What you will do ▸
Reproduce as a numbered list the lines of the records below between the line holding "purple and black jersey?" and the line holding "(183, 167), (277, 262)", inclusive, leaving out any blank lines.

Dataset ▸
================================

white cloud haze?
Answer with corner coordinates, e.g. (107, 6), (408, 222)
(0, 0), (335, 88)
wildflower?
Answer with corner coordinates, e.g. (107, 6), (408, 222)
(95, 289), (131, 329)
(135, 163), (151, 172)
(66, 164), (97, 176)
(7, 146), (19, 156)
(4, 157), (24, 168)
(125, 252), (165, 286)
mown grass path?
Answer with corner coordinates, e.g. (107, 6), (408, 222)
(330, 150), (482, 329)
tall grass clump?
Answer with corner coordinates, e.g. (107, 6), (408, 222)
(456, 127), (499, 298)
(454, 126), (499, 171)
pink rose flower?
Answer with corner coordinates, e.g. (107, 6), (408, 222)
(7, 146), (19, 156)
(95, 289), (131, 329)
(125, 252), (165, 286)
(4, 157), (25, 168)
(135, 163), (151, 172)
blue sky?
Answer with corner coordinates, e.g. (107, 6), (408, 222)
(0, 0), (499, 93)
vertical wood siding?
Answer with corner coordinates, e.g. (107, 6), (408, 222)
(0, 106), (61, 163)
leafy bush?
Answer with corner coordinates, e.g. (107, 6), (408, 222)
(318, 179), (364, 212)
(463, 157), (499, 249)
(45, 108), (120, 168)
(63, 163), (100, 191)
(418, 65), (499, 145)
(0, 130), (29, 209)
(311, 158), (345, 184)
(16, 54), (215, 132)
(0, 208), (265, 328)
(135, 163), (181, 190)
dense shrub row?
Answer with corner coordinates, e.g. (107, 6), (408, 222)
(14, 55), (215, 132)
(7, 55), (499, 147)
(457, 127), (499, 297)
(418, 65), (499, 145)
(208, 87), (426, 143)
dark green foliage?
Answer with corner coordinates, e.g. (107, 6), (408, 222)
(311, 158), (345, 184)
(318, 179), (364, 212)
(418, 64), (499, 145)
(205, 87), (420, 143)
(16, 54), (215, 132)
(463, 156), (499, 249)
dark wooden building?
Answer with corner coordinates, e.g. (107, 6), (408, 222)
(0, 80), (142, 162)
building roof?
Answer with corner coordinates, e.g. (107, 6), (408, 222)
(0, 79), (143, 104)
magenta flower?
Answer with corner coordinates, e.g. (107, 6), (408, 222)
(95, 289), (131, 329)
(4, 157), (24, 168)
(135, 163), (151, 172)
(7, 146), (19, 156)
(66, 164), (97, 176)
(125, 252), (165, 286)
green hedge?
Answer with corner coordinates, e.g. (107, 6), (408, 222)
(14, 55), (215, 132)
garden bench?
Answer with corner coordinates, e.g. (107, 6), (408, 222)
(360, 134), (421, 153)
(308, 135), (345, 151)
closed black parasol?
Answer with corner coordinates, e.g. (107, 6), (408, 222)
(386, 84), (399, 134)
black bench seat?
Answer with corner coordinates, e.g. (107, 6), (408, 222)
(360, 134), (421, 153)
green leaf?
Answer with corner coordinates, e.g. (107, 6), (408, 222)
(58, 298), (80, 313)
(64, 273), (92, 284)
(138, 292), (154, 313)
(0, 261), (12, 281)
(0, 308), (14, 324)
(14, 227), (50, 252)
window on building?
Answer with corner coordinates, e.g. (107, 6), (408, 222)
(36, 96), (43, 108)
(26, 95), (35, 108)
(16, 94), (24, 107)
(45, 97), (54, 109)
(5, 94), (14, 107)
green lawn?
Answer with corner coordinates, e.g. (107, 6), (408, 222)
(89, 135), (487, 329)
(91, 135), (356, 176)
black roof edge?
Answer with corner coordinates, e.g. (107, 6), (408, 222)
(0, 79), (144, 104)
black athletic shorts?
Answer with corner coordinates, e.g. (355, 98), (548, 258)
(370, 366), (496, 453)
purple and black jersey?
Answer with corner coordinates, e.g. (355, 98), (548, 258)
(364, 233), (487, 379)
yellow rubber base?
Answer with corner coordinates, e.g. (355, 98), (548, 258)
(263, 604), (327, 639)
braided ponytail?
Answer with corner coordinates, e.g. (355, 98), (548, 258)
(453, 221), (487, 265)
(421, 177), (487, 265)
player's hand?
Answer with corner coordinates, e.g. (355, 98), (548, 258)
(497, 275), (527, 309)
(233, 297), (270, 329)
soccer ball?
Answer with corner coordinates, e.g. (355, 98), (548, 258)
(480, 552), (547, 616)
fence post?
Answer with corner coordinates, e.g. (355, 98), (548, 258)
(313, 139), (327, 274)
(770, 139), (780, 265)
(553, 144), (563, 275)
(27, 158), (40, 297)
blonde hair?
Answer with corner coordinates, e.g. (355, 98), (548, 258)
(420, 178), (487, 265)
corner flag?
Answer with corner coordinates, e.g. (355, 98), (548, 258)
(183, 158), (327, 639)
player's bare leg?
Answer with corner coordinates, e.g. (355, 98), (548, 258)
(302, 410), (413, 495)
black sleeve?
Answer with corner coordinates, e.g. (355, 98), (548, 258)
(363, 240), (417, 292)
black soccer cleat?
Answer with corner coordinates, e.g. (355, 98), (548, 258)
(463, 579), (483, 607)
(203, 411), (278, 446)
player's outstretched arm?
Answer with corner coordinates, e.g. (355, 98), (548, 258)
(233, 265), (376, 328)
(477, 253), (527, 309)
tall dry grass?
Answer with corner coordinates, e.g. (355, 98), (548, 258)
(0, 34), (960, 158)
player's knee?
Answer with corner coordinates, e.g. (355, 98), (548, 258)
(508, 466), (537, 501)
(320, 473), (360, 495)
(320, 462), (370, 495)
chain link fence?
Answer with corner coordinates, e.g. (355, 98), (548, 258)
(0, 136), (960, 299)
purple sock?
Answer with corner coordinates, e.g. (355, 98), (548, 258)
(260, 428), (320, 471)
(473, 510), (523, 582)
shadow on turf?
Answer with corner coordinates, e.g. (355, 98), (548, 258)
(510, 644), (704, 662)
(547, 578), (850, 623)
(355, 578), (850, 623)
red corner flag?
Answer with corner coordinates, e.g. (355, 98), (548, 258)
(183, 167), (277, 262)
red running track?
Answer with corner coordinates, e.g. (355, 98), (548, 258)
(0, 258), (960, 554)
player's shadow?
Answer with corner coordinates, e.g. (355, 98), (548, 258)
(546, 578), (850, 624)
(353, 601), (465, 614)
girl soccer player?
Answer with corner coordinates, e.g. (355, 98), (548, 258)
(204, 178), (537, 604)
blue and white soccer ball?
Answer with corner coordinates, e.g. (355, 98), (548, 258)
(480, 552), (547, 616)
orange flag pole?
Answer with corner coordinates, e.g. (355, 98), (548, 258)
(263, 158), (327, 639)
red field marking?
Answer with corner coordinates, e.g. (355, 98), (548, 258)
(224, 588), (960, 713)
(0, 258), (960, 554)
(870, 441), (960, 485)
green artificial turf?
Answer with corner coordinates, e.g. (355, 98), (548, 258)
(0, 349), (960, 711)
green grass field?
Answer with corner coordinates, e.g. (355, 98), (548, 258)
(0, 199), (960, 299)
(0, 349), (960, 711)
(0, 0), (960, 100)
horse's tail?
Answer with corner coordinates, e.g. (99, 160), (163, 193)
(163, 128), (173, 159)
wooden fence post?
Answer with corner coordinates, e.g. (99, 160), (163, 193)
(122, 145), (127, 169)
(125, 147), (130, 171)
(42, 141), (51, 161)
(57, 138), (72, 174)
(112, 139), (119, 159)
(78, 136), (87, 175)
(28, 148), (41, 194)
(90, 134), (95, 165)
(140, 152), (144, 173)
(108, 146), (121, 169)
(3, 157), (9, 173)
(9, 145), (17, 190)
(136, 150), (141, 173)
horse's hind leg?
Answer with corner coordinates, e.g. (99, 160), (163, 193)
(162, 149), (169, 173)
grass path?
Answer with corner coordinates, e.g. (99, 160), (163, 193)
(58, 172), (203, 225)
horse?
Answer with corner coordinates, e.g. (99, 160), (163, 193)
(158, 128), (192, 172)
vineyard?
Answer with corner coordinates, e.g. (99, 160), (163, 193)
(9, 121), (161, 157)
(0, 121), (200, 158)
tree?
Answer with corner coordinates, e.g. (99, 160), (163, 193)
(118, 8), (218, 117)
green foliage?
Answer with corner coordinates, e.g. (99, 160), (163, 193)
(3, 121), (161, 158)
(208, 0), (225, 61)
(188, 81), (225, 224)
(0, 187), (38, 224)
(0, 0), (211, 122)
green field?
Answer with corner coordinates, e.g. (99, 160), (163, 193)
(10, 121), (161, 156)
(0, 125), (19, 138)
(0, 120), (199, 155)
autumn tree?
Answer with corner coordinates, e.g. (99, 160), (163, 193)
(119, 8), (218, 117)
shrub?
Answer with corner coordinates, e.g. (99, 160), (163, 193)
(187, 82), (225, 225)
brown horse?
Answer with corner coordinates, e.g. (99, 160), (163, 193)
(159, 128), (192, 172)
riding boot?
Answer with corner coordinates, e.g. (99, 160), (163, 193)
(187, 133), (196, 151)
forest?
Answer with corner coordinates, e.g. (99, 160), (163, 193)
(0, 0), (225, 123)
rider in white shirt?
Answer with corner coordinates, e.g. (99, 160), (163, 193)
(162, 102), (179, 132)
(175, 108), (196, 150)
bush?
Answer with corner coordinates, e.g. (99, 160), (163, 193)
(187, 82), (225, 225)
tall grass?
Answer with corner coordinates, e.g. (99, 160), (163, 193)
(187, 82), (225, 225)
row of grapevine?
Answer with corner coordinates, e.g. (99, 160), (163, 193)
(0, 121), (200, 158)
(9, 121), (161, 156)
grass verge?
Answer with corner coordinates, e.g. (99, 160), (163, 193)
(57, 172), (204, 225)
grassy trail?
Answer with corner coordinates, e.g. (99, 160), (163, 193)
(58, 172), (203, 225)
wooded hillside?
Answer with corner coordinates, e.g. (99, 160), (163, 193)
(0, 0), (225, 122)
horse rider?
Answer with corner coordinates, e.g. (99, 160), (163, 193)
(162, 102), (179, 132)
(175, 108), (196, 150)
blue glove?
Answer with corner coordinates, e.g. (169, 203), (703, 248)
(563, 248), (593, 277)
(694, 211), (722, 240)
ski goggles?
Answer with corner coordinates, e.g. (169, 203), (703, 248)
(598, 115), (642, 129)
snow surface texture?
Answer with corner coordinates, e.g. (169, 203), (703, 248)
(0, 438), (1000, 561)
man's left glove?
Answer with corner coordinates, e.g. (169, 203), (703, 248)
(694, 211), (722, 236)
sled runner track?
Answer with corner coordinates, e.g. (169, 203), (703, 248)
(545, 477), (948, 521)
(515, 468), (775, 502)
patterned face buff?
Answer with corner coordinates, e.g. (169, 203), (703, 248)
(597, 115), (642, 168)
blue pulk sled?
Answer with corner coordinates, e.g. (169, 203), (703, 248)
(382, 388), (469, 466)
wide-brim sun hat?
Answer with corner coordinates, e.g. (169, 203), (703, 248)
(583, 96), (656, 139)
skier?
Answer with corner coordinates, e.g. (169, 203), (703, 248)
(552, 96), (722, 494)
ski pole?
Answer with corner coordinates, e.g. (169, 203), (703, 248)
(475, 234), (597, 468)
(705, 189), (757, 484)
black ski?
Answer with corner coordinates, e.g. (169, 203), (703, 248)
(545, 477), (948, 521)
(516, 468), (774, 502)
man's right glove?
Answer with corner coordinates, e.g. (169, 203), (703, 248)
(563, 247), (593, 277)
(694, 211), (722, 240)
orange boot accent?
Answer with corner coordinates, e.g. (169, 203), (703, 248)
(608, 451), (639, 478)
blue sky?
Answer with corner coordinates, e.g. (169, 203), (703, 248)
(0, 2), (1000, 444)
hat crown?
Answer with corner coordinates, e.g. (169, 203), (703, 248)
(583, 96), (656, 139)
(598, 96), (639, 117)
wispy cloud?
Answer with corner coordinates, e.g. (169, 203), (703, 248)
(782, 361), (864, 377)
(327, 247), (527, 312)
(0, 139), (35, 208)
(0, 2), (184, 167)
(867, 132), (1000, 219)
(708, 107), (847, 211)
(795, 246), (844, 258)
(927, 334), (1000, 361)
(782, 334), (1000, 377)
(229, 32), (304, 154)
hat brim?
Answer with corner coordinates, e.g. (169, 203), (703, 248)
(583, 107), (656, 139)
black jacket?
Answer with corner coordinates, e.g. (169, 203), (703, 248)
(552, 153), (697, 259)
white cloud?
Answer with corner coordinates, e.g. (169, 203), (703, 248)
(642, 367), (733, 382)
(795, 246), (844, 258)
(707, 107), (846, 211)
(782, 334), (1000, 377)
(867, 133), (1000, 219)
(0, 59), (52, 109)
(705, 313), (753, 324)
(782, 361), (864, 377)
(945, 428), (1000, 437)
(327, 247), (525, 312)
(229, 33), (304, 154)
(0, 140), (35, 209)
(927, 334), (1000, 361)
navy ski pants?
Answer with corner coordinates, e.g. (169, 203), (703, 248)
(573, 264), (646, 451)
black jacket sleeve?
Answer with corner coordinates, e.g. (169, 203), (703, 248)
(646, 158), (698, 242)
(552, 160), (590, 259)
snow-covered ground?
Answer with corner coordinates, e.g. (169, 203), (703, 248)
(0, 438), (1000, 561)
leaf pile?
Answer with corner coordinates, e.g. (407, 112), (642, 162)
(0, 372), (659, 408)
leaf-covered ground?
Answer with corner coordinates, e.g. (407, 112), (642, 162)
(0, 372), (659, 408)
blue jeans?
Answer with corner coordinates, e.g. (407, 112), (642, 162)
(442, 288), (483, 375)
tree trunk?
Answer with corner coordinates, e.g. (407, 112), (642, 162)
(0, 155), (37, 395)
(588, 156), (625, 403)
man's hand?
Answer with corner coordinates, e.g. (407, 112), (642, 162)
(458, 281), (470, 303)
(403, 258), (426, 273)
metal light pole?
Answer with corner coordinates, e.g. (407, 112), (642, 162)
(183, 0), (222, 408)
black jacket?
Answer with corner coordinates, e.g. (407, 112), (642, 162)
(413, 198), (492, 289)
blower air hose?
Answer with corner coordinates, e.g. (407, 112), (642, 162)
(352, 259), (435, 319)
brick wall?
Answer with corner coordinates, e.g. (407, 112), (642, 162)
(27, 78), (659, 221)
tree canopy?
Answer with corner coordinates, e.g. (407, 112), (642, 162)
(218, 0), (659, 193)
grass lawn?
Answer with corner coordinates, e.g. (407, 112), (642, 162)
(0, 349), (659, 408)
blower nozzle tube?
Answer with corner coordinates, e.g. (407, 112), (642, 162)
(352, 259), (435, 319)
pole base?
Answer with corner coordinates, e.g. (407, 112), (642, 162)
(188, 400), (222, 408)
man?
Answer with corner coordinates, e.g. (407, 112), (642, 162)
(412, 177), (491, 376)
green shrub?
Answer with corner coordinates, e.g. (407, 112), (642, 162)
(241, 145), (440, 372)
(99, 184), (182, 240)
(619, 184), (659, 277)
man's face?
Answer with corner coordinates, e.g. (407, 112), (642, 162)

================================

Correct response ▸
1. purple and black jersey?
2. Answer with corner coordinates, e.g. (355, 98), (548, 258)
3. (364, 233), (487, 379)
4. yellow rubber base?
5. Answer with corner coordinates, e.g. (355, 98), (548, 258)
6. (263, 604), (327, 639)
7. braided ponytail?
8. Answer with corner coordinates, e.g. (355, 98), (548, 258)
9. (453, 221), (487, 265)
10. (421, 177), (487, 265)
11. player's hand?
12. Answer with corner coordinates, e.g. (355, 98), (548, 258)
13. (497, 275), (527, 309)
14. (233, 297), (270, 329)
15. soccer ball?
16. Answer with corner coordinates, e.g. (355, 98), (548, 258)
17. (480, 552), (547, 616)
18. fence post?
19. Answer with corner coordinates, e.g. (355, 98), (548, 258)
20. (313, 139), (327, 274)
21. (770, 139), (780, 265)
22. (553, 144), (563, 275)
23. (27, 158), (40, 297)
24. blonde hair?
25. Answer with corner coordinates, e.g. (355, 98), (548, 258)
26. (420, 178), (487, 265)
27. corner flag?
28. Answer with corner coordinates, e.g. (355, 98), (548, 258)
29. (183, 158), (327, 639)
30. player's bare leg?
31. Answer with corner coordinates, e.g. (355, 98), (548, 258)
32. (302, 410), (413, 495)
33. black sleeve?
34. Answer with corner coordinates, e.g. (355, 98), (548, 258)
35. (363, 240), (417, 292)
36. black soccer cleat?
37. Answer with corner coordinates, e.g. (355, 98), (548, 258)
38. (463, 579), (483, 607)
39. (203, 411), (278, 446)
40. player's outstretched arm?
41. Answer with corner coordinates, e.g. (355, 98), (548, 258)
42. (233, 265), (376, 328)
43. (477, 253), (527, 309)
44. tall dry grass?
45. Answer with corner coordinates, e.g. (355, 98), (548, 258)
46. (0, 34), (960, 158)
47. player's knee?
48. Answer with corner coordinates, e.g. (355, 98), (548, 258)
49. (508, 466), (537, 501)
50. (320, 473), (360, 495)
51. (320, 462), (370, 495)
52. chain link fence?
53. Answer with corner coordinates, e.g. (355, 98), (548, 258)
54. (0, 136), (960, 299)
55. purple sock?
56. Answer with corner coordinates, e.g. (355, 98), (548, 258)
57. (260, 428), (320, 471)
58. (473, 510), (523, 582)
59. shadow on turf?
60. Answer with corner coordinates, e.g. (355, 98), (548, 258)
61. (510, 644), (704, 662)
62. (547, 578), (850, 623)
63. (355, 578), (850, 623)
64. red corner flag?
65. Answer with corner coordinates, e.g. (355, 98), (548, 258)
66. (183, 167), (277, 262)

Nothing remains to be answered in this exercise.